= STORED ROWS =
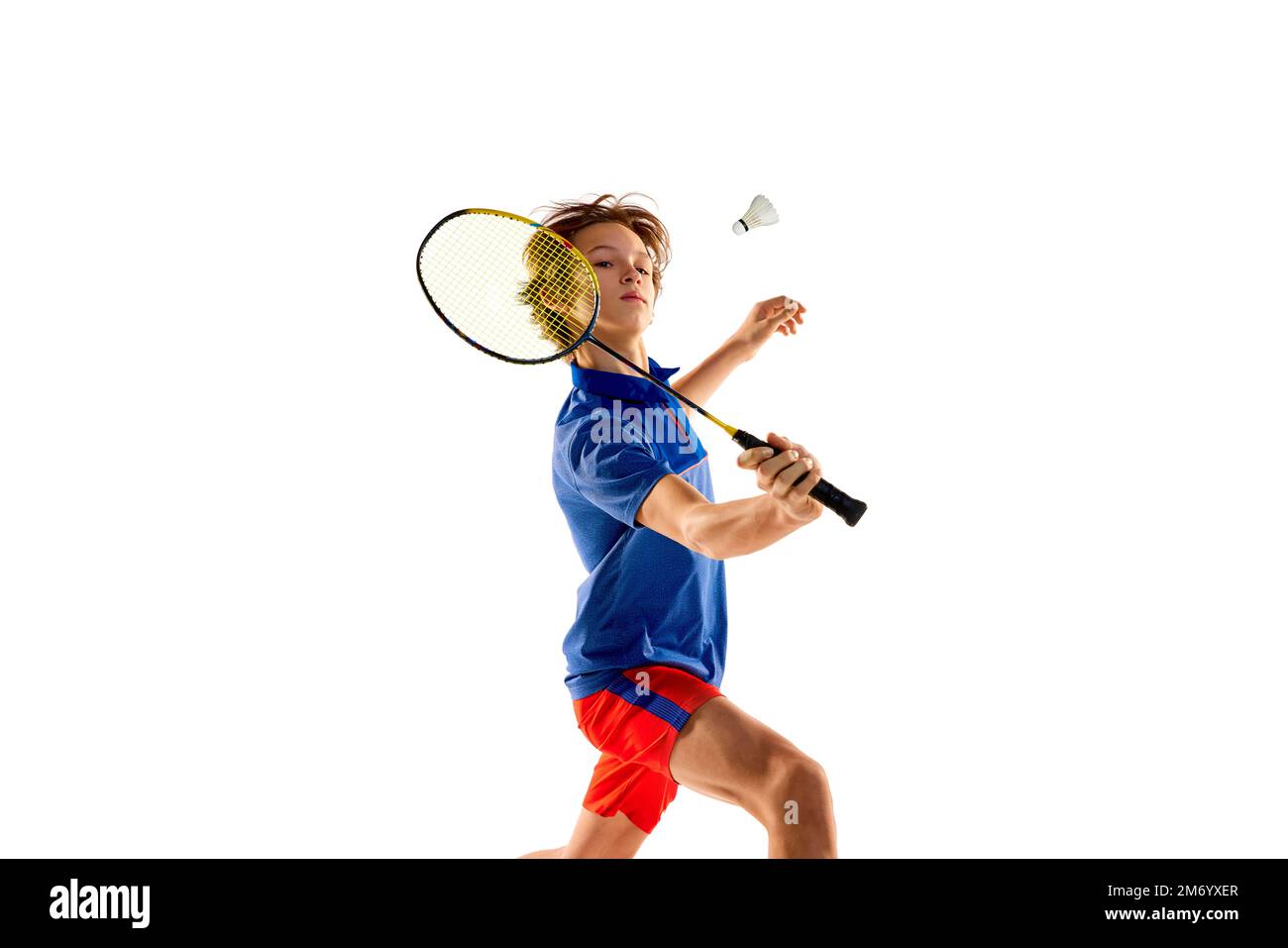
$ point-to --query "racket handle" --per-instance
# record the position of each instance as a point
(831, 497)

---

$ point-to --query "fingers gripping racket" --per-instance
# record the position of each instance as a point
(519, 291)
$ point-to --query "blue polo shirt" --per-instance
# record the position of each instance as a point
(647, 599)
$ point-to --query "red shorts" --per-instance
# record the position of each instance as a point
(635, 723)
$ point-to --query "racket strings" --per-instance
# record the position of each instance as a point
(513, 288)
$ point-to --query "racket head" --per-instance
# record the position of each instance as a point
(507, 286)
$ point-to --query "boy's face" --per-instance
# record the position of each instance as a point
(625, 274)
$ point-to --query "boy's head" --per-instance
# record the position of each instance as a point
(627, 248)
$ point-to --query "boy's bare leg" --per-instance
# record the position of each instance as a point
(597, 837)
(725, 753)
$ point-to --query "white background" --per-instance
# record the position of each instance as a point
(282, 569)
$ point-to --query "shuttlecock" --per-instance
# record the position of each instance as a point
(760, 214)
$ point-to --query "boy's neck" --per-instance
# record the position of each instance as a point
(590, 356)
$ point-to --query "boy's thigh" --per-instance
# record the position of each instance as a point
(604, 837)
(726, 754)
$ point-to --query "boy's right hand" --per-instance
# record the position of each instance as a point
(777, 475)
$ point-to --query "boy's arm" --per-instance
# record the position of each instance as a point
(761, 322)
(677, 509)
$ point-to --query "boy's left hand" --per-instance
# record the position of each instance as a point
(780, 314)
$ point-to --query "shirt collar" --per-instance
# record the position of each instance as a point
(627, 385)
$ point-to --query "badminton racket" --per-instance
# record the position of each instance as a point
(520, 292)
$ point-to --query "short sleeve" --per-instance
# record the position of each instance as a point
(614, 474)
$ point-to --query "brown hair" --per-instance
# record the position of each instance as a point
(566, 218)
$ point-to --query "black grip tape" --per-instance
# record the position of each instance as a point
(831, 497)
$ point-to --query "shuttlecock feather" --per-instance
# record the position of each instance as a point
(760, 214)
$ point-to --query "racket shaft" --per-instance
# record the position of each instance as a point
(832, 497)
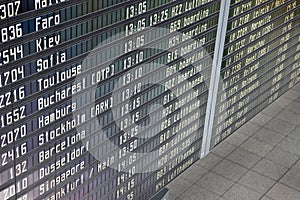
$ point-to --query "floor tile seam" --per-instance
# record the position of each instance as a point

= WORK REQUIRED =
Select every line of the entries above that contains the word "head", and copy each one out. Treat uppercase and lowercase letters as different.

= FINISHED ANSWER =
$ point-to --query "racket head" --per-instance
$ point-to --query "boy's head" --per-instance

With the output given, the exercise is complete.